> **DOCUMENT SEGMENT**
It depends on how you want it to work, I am using Drayton Wiser, which is basic same connections
you can have with Wiser I seem to remember up to 9 thermostats per channel, the two channel is designed for DHW and CH, to get two hard-wired zones with CH it needs the three channel version. In my home we have a main house, and a flat, so it would be a good idea to have the flat and the main house on hard-wired zone valves.
But within the main house, the TRV heads do the same as a hard-wired motorised valve, but allow gradually closing and opening rather than all or nothing as with a hard-wired motorised valve, and the way the boiler works, it wants the demand to slowly increase and decrease, not to be all or nothing, so unless using an old oil boiler which does not modulate, and capture the latent heat from flue gasses, the control needs to be as much as possible by the TRV heads, not any hard-wired motorised valve.
Even with my oil fired boiler, the use of TRV heads is far better as to using hard-wired zone valves, I say hard-wired, as the TRV's are zone valves, all mine are programmable, but only one is linked to the main hub.

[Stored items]
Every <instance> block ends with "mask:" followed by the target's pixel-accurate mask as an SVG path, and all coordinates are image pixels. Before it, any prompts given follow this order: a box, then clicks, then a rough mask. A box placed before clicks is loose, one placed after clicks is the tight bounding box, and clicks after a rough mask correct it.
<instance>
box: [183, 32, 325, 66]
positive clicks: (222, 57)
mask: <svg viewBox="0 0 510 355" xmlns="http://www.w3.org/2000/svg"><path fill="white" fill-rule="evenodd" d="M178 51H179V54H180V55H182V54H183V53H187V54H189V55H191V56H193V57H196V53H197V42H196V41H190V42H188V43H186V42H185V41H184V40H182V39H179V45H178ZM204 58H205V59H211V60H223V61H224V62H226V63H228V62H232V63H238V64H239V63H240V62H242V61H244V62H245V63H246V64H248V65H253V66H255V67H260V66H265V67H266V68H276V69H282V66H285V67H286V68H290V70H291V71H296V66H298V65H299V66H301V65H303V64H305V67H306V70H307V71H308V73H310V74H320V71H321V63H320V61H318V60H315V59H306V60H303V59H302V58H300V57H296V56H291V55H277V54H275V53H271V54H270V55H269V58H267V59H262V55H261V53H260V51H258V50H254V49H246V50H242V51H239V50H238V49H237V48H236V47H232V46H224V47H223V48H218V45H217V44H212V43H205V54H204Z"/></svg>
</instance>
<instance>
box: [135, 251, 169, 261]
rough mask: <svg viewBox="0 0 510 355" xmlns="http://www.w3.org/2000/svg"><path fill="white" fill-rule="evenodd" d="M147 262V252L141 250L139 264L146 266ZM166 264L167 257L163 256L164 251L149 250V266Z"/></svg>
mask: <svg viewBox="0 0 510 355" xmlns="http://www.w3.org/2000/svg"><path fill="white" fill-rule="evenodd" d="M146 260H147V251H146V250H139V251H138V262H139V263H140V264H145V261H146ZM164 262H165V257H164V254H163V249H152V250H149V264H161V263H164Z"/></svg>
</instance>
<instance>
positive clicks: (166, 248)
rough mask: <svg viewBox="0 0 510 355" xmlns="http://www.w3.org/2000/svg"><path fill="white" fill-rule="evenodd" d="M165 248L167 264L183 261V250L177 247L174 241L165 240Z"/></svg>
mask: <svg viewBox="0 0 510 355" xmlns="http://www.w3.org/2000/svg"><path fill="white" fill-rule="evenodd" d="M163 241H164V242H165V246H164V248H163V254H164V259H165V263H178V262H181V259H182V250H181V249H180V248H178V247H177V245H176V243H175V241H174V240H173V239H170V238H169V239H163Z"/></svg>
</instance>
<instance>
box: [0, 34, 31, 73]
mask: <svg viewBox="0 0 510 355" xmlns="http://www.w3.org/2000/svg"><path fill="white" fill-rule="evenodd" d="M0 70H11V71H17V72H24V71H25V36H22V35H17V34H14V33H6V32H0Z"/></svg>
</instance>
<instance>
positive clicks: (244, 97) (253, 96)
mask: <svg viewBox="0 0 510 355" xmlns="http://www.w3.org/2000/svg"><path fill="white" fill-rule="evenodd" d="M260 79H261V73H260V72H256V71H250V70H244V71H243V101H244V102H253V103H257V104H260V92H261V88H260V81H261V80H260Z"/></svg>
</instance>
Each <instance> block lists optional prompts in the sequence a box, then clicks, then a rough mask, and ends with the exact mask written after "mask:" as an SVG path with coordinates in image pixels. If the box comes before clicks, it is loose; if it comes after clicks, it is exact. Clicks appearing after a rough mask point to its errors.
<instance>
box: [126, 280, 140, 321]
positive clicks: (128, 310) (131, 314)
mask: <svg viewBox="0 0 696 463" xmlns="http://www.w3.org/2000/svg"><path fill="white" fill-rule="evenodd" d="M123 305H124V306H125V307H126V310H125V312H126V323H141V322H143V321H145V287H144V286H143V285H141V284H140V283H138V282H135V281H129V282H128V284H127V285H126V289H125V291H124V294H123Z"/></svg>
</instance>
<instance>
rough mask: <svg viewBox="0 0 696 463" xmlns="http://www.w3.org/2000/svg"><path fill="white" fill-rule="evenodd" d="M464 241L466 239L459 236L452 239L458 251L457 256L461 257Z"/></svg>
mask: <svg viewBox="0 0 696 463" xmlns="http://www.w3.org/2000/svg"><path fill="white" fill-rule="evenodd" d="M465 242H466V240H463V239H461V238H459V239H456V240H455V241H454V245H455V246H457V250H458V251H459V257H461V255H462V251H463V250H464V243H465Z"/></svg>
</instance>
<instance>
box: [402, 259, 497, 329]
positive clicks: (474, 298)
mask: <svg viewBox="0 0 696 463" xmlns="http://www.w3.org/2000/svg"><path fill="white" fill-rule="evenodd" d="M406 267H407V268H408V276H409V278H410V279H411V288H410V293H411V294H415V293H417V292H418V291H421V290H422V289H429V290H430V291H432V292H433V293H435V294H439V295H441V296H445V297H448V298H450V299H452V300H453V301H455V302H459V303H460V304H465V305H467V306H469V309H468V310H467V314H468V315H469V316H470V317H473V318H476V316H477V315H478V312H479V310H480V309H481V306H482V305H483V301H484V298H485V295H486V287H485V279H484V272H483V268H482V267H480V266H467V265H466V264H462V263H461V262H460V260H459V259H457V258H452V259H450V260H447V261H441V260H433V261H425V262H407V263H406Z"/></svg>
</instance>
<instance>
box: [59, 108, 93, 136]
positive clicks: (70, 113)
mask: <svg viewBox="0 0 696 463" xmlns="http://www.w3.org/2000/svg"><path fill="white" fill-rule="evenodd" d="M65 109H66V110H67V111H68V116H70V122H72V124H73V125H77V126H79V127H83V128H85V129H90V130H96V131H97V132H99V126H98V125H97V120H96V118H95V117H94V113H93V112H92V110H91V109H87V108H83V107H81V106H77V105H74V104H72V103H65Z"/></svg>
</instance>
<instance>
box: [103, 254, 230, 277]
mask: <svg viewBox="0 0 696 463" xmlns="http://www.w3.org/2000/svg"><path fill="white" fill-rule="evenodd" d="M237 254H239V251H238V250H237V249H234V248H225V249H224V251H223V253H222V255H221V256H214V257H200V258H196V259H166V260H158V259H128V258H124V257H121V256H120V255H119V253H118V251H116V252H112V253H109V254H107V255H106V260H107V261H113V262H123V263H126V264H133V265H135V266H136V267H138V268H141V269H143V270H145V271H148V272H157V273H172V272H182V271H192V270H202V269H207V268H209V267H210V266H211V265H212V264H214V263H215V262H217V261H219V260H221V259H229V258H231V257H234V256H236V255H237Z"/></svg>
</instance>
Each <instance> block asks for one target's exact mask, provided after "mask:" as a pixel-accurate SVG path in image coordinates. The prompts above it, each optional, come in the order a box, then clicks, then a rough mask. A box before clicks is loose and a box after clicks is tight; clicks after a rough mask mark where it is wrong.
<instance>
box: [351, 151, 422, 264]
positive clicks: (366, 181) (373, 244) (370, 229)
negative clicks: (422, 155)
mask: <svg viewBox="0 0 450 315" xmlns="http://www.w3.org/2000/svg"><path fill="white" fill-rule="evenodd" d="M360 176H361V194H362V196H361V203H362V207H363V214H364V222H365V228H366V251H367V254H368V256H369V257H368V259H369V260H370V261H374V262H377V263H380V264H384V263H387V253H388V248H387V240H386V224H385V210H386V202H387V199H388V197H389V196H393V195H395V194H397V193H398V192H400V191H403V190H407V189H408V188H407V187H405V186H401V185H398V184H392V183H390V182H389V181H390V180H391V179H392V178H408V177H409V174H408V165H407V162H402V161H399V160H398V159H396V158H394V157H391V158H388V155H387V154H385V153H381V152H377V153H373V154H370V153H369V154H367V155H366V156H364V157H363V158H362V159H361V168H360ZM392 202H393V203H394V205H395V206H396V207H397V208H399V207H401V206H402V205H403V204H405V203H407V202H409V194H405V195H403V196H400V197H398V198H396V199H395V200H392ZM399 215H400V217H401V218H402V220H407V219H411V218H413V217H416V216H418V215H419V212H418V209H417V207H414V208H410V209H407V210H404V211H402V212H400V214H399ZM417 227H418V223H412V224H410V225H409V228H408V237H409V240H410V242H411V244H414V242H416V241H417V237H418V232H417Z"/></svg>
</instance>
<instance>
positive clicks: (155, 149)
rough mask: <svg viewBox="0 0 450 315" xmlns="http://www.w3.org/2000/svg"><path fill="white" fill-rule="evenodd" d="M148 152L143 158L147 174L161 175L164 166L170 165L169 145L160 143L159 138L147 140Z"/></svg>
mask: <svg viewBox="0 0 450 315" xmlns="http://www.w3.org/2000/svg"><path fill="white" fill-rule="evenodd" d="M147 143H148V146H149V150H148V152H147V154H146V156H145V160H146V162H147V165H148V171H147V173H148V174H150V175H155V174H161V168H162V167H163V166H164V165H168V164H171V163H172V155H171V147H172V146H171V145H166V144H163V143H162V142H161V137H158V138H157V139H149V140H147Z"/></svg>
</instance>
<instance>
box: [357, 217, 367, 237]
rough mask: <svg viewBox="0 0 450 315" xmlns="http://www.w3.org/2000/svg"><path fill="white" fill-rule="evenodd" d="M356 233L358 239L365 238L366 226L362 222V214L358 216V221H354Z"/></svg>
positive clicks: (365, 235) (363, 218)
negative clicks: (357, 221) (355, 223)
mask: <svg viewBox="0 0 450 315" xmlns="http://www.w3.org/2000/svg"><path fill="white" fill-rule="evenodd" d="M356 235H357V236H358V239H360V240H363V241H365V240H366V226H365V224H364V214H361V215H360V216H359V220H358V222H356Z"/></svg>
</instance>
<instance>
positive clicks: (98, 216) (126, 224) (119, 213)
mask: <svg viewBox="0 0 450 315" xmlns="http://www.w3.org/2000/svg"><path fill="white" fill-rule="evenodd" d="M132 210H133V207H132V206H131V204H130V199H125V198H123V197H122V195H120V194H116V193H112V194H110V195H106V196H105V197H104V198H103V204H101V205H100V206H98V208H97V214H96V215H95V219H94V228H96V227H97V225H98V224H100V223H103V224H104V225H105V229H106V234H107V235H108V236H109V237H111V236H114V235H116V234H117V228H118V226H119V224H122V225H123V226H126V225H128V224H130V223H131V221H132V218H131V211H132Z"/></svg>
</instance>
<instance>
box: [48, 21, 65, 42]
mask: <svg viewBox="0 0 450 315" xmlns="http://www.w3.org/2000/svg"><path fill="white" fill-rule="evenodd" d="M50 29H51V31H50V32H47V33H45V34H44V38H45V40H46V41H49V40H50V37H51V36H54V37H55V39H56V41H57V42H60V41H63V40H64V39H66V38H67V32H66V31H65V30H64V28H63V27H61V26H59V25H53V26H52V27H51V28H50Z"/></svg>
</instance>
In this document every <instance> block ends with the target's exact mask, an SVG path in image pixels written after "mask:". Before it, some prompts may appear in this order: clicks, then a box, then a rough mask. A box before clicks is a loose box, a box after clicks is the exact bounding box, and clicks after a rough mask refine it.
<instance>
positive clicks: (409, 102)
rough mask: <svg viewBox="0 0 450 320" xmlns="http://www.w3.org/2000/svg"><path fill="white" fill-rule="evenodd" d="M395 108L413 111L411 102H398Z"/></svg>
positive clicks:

> **PROBLEM DETAILS**
Using the heating controls post above, decide whether each statement agrees with it: (a) Getting two hard-wired zones with CH requires the two-channel version. (b) The writer's TRVs are all programmable. (c) Each of the writer's TRVs is linked to the main hub. For each, answer yes or no and quote the deciding words.

> **WRITTEN REPLY**
(a) No: "to get two hard-wired zones with CH it needs the three channel version."
(b) Yes: "all mine are programmable"
(c) No: "but only one is linked to the main hub."